Exercise 1: In the forum post about the car not starting, what offset did the writer end up with after refitting the cam sensor?

Passage given:
•••••
# Help with my car not starting / idling...



## R33 lew (May 2, 2016)

So ive posted a long as post on the Link forum..
I will copy it over to here, but brace yourself.. its long 
Any help will be appreciated!

‐---------------------------------------------------------
This write up is going to be a little lengthy, but i really want to explain what ive done so far in depth, in hope for some help / suggestion to where i could even look! 
Nissan Skyline GTR R33
Forged ect, prp 12-1 trigger R35 coils Link G4x ecu.
I bought the car with a spun shell. The car still idled fine, and i drove it from the flatbed to my garage.
Ive rebuilt the engine, forged, cams, head work, single turbo, uprated fuel system, ect... the usual.
Ive slowly pieced it all together over the last couple of years when funds allowed.
Upon start up, i had a couple of issues with trigger (polarity) which quickly got sorted, i also clipped my cam sensor with the pick up and caused some damage. I checked them with a trigger scope and all seemed fine. But after weeks of not being able to start the car, i changed it anyway... an interesting find was that although fitting it back to (visually the same position) i then went from -62 offset to -92 offset.
•••••
Region labeling rows:
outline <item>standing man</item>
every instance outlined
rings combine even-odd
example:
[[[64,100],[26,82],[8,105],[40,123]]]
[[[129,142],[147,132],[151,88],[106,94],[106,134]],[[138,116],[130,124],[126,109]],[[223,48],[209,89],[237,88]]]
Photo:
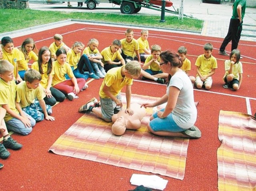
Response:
•••••
Exercise 2: Update the region labeling rows above by replacing "standing man" with "seated woman", keeping everything else unchanged, and leave the pictures out of your answer.

Output 1: -92

Output 2:
outline <item>seated woman</item>
every instance outlined
rings combine even-odd
example:
[[[64,100],[26,82],[8,105],[40,123]]]
[[[129,142],[147,132],[151,88],[106,94],[106,134]],[[138,116],[130,124],[126,109]],[[223,48],[209,89],[237,88]]]
Photo:
Response:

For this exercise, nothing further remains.